> [What is being asked]:
Starting at the beginning of the data and stopping after the line that contains "pixel 514 140", output each line as one string in a JSON list, skipping blank lines. Leave the pictures out.

> [Raw records]:

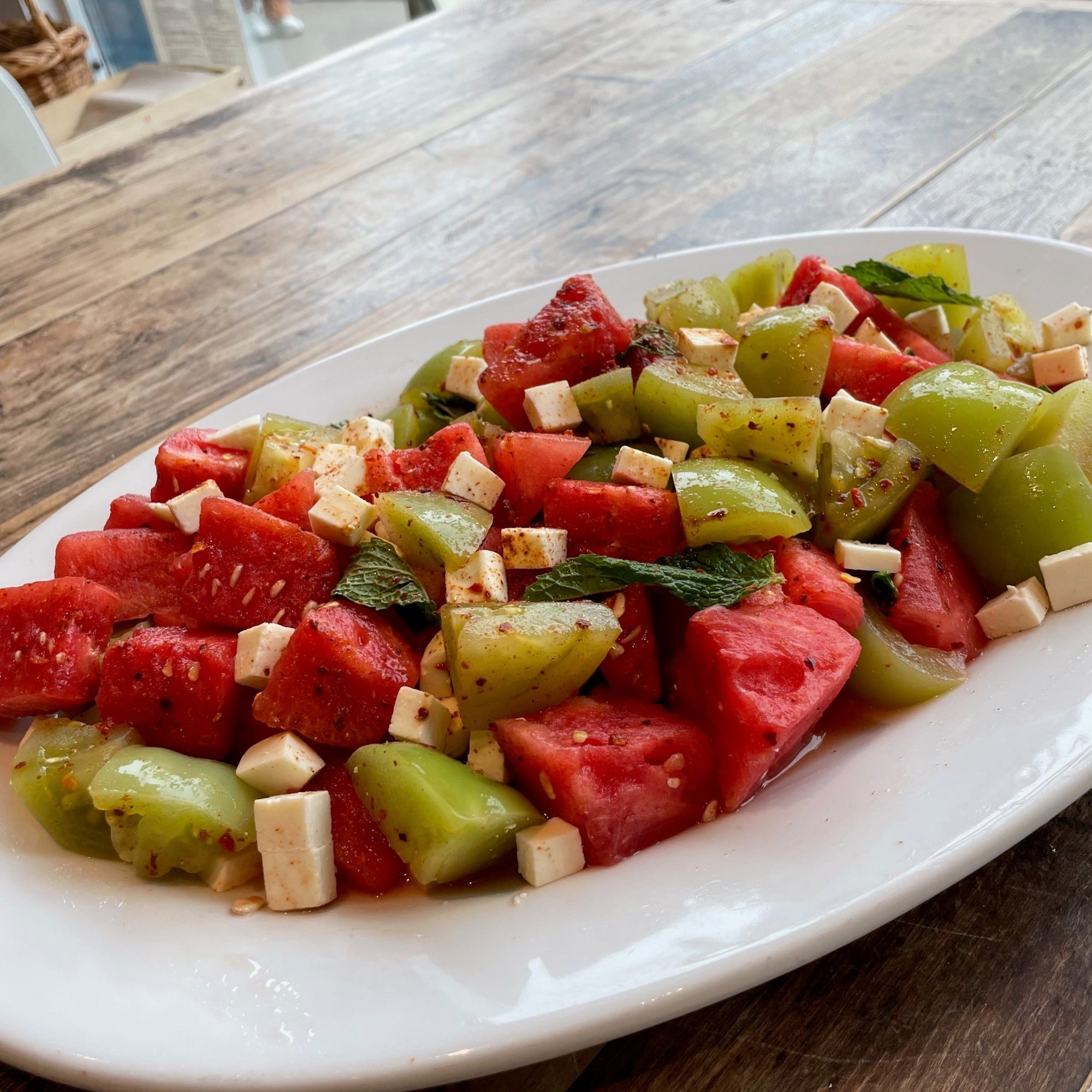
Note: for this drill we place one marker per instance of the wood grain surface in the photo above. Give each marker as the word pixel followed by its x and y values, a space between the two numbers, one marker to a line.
pixel 514 140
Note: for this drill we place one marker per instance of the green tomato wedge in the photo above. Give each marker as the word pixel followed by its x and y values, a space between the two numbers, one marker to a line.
pixel 965 419
pixel 731 501
pixel 785 432
pixel 609 408
pixel 169 811
pixel 786 352
pixel 669 394
pixel 892 672
pixel 1036 504
pixel 444 820
pixel 431 530
pixel 54 766
pixel 523 658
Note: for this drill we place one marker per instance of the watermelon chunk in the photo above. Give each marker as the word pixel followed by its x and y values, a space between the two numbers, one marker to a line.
pixel 250 567
pixel 53 636
pixel 337 681
pixel 575 337
pixel 761 675
pixel 640 775
pixel 176 687
pixel 187 459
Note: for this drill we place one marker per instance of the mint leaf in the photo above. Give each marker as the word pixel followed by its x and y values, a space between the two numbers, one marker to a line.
pixel 378 578
pixel 703 577
pixel 883 279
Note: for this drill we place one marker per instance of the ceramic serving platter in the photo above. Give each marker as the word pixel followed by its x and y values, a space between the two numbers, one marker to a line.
pixel 110 982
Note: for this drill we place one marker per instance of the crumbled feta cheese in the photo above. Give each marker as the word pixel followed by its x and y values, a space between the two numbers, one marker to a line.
pixel 242 436
pixel 1069 576
pixel 675 450
pixel 471 481
pixel 533 548
pixel 550 852
pixel 257 652
pixel 869 334
pixel 868 557
pixel 552 408
pixel 709 349
pixel 1070 326
pixel 370 434
pixel 293 822
pixel 1060 366
pixel 1016 610
pixel 281 764
pixel 301 880
pixel 186 508
pixel 419 718
pixel 634 467
pixel 464 376
pixel 862 419
pixel 342 517
pixel 485 756
pixel 836 302
pixel 481 580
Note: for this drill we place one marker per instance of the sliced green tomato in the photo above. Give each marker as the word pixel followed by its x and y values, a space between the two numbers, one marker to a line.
pixel 54 766
pixel 169 811
pixel 785 432
pixel 509 661
pixel 892 672
pixel 608 406
pixel 433 531
pixel 786 352
pixel 964 418
pixel 731 501
pixel 863 484
pixel 443 820
pixel 670 393
pixel 1036 504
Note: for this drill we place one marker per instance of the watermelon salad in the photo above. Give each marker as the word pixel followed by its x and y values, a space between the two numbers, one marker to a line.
pixel 594 581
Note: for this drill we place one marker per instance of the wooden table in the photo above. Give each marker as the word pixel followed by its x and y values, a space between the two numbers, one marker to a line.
pixel 516 140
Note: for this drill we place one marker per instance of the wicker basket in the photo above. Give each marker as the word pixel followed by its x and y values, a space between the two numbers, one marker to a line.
pixel 48 60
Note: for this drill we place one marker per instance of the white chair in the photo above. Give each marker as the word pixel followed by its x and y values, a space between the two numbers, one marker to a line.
pixel 25 148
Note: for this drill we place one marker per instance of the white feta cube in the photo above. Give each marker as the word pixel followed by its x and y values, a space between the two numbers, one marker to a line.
pixel 233 870
pixel 481 580
pixel 868 557
pixel 257 652
pixel 1060 366
pixel 278 765
pixel 836 302
pixel 293 822
pixel 485 756
pixel 710 349
pixel 369 434
pixel 300 880
pixel 533 548
pixel 1069 576
pixel 862 419
pixel 186 508
pixel 242 436
pixel 338 465
pixel 342 517
pixel 464 376
pixel 1016 610
pixel 634 467
pixel 419 718
pixel 552 408
pixel 675 450
pixel 471 481
pixel 869 334
pixel 550 852
pixel 1069 326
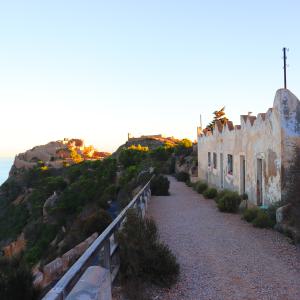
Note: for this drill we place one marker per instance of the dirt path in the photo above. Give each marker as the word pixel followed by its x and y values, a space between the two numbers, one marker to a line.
pixel 221 256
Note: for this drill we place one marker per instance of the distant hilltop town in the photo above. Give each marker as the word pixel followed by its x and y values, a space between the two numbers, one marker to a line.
pixel 56 154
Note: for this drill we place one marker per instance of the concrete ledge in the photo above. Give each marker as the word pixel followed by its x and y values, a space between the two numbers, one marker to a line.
pixel 94 284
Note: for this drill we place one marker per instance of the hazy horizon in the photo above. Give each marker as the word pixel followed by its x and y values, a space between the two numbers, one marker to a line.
pixel 97 70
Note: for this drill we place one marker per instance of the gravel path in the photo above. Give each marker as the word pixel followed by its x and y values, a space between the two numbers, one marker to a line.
pixel 221 256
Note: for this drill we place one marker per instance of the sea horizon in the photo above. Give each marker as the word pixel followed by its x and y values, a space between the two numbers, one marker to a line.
pixel 5 166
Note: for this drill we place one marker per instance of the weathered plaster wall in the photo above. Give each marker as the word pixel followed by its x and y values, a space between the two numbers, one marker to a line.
pixel 289 107
pixel 271 137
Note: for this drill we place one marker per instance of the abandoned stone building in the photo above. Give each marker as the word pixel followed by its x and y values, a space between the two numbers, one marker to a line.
pixel 255 157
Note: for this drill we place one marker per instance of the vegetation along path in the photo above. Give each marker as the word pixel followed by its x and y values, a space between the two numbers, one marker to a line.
pixel 221 256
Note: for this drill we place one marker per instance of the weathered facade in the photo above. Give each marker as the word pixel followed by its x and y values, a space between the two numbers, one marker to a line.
pixel 254 157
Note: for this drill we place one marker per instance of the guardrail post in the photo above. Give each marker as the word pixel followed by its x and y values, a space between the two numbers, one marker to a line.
pixel 106 254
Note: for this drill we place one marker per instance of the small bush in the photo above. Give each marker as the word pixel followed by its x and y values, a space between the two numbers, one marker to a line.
pixel 263 220
pixel 160 186
pixel 210 193
pixel 272 211
pixel 201 187
pixel 221 194
pixel 188 183
pixel 250 214
pixel 229 202
pixel 143 257
pixel 182 176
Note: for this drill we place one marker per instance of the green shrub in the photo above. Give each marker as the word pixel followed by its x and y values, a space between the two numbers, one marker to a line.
pixel 210 193
pixel 96 222
pixel 143 256
pixel 229 202
pixel 272 211
pixel 182 176
pixel 250 214
pixel 188 183
pixel 201 187
pixel 263 220
pixel 160 186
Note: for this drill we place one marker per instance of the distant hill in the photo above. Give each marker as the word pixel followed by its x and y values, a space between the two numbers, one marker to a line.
pixel 59 196
pixel 56 154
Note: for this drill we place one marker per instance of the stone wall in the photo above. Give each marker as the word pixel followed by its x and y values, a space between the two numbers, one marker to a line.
pixel 53 270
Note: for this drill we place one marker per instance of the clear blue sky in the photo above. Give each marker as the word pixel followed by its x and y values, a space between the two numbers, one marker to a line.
pixel 100 69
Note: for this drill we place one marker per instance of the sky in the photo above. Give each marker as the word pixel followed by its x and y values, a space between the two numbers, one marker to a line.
pixel 98 70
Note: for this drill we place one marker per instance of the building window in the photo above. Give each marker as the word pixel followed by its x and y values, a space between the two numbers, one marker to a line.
pixel 215 160
pixel 230 164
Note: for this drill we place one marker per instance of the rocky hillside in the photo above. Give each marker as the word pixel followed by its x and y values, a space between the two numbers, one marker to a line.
pixel 59 197
pixel 56 155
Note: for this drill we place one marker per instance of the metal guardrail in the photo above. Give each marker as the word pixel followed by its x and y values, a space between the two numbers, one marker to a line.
pixel 102 252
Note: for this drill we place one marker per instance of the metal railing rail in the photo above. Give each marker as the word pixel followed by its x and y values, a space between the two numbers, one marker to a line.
pixel 102 251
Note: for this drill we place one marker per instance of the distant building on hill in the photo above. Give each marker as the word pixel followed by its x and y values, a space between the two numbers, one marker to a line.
pixel 257 156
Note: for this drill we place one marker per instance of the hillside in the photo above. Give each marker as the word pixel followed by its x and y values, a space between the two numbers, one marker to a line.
pixel 56 155
pixel 48 207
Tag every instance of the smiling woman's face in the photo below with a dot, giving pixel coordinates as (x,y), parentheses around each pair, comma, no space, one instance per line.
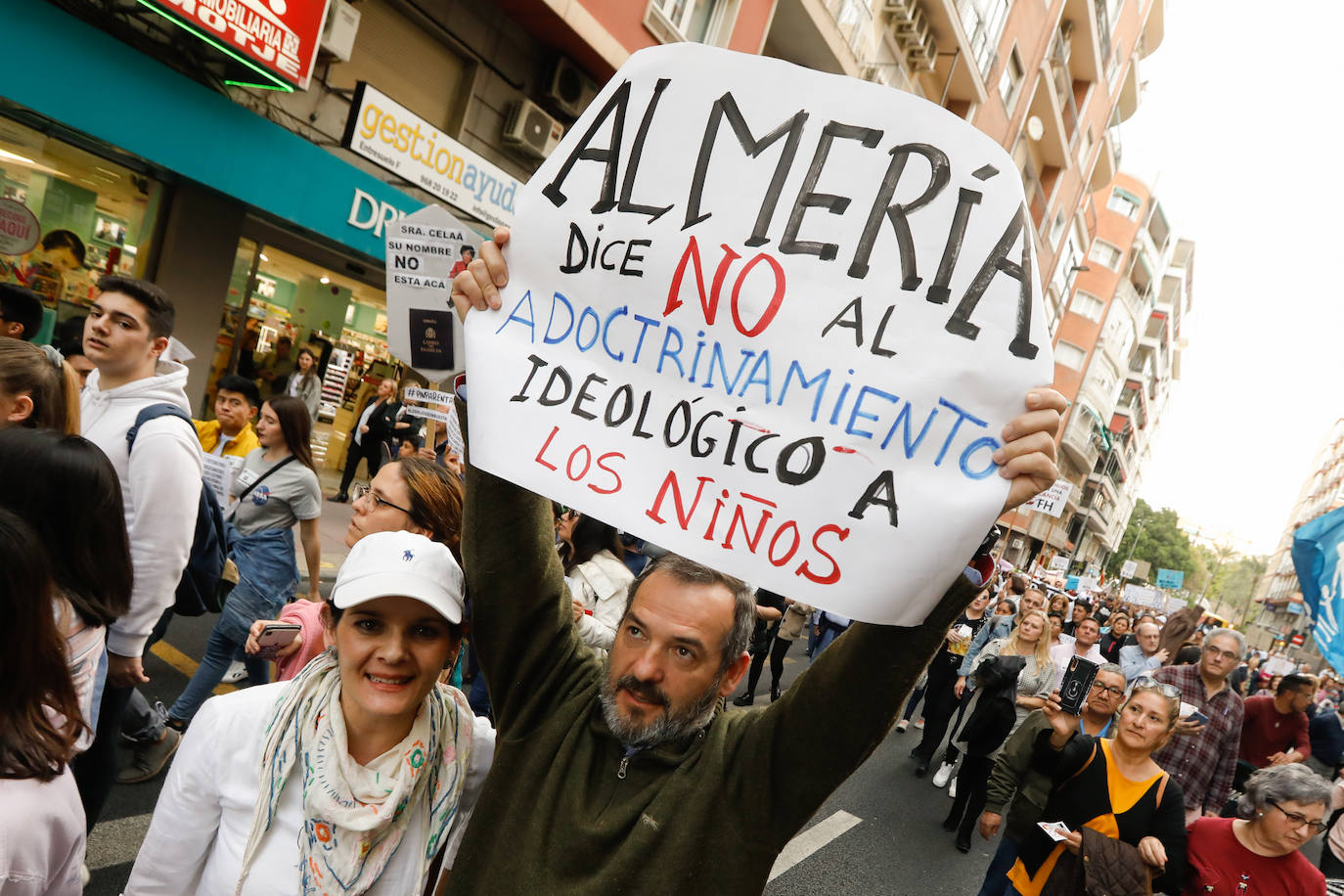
(390,653)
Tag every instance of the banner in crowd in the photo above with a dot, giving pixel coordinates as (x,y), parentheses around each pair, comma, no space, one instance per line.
(1143,597)
(1318,553)
(1053,500)
(1170,578)
(424,250)
(769,319)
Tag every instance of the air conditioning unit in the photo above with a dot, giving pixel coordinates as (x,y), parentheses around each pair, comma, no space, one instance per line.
(912,32)
(531,129)
(901,10)
(570,89)
(922,58)
(340,29)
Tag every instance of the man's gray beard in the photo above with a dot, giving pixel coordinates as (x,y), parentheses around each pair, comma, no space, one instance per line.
(667,727)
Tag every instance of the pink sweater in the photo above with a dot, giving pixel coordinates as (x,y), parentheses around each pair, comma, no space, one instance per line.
(308,614)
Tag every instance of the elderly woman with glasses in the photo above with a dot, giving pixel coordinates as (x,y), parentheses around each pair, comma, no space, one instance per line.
(1283,806)
(1107,790)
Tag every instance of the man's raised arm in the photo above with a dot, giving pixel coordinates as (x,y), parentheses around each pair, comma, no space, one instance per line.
(521,615)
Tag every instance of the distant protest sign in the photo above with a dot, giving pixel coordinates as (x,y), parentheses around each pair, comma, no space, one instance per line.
(1053,500)
(1143,597)
(773,320)
(423,248)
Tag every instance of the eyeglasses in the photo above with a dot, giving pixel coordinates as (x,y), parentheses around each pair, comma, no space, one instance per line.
(1298,821)
(1145,683)
(366,492)
(1225,654)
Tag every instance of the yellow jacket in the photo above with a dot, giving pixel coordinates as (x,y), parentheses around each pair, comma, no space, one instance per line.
(208,434)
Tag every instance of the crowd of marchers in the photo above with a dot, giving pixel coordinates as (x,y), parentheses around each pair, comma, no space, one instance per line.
(503,694)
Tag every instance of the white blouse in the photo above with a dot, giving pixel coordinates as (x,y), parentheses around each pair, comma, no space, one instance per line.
(204,812)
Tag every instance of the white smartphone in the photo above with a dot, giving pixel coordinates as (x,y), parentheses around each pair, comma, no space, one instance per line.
(276,636)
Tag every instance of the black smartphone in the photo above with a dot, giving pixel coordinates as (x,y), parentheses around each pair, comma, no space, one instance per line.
(431,338)
(1077,683)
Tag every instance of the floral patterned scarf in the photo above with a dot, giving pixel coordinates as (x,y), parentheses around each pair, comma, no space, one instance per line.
(355,816)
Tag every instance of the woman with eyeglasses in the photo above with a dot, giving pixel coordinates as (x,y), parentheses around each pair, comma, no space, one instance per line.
(409,495)
(1283,806)
(1107,790)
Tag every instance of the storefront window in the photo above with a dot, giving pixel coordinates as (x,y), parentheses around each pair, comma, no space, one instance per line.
(94,216)
(340,320)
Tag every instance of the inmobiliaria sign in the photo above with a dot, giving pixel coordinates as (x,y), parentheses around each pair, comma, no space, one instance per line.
(279,35)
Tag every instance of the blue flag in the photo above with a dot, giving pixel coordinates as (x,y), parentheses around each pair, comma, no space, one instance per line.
(1319,559)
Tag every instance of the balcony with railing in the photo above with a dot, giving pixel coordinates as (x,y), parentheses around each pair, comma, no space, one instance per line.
(827,35)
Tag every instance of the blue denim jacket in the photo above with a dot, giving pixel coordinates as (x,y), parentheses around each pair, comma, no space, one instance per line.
(265,560)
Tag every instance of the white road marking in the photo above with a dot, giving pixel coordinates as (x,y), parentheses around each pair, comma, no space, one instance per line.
(812,840)
(117,841)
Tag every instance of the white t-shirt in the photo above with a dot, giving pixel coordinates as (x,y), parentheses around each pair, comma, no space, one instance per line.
(204,812)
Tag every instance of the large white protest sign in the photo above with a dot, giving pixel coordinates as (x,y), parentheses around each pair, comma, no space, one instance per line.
(1053,500)
(769,319)
(423,248)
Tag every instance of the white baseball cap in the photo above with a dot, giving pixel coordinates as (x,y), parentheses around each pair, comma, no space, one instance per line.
(401,564)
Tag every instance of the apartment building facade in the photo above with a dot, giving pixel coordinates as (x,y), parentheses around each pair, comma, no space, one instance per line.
(1117,355)
(1278,594)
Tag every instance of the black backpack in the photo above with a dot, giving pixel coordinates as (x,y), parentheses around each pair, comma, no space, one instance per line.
(198,591)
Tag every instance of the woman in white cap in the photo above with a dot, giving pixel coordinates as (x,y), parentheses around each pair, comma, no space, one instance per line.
(355,777)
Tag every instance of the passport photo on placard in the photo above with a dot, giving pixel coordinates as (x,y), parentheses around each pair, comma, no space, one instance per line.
(431,338)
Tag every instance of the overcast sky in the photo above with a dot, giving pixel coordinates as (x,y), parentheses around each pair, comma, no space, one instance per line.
(1239,124)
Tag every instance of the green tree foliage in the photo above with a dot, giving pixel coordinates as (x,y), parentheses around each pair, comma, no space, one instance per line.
(1234,580)
(1159,540)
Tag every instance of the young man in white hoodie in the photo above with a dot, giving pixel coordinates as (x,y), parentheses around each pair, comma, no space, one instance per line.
(125,335)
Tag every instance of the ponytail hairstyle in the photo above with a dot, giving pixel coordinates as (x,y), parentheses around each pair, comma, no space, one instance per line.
(295,426)
(38,692)
(51,384)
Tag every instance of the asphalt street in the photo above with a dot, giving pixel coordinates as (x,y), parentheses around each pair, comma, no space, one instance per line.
(879,833)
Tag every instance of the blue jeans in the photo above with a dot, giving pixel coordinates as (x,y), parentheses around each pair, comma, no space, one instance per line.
(266,578)
(996,876)
(226,644)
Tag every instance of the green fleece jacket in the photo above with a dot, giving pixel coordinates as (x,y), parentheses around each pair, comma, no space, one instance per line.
(566,810)
(1013,778)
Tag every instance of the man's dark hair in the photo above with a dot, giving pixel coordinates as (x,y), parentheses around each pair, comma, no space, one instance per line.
(65,240)
(1296,681)
(691,572)
(241,384)
(160,315)
(23,306)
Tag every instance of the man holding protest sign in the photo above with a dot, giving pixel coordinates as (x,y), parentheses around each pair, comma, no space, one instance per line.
(626,765)
(728,383)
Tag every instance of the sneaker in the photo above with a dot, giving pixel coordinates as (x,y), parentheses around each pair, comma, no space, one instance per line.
(148,759)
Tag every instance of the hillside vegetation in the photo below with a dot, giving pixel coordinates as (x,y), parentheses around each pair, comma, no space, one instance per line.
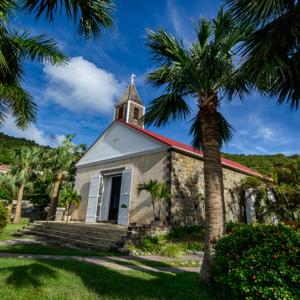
(261,163)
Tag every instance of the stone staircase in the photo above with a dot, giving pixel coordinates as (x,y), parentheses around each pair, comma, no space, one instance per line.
(98,236)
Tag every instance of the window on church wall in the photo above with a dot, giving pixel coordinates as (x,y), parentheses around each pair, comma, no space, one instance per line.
(136,113)
(120,112)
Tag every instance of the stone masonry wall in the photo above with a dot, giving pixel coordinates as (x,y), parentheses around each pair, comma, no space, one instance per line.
(153,166)
(187,189)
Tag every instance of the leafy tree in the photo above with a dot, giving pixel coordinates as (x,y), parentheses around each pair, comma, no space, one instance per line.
(26,161)
(60,165)
(69,198)
(199,73)
(271,50)
(280,196)
(18,46)
(159,192)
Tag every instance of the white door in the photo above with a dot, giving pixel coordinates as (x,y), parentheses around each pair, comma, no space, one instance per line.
(105,198)
(125,197)
(91,212)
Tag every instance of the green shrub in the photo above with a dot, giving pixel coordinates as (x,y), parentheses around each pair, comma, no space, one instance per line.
(170,250)
(259,261)
(3,216)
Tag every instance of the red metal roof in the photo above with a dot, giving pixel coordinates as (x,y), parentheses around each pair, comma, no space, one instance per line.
(189,149)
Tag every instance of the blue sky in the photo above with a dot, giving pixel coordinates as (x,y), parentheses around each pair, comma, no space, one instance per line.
(79,98)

> [Solved problem]:
[
  "Note: for this drill we place one marker per instance of the wood grain surface in the photo above. Give each marker as the word pixel followed by its x and y values, a space between the two numbers, one marker to a line.",
  "pixel 514 140"
]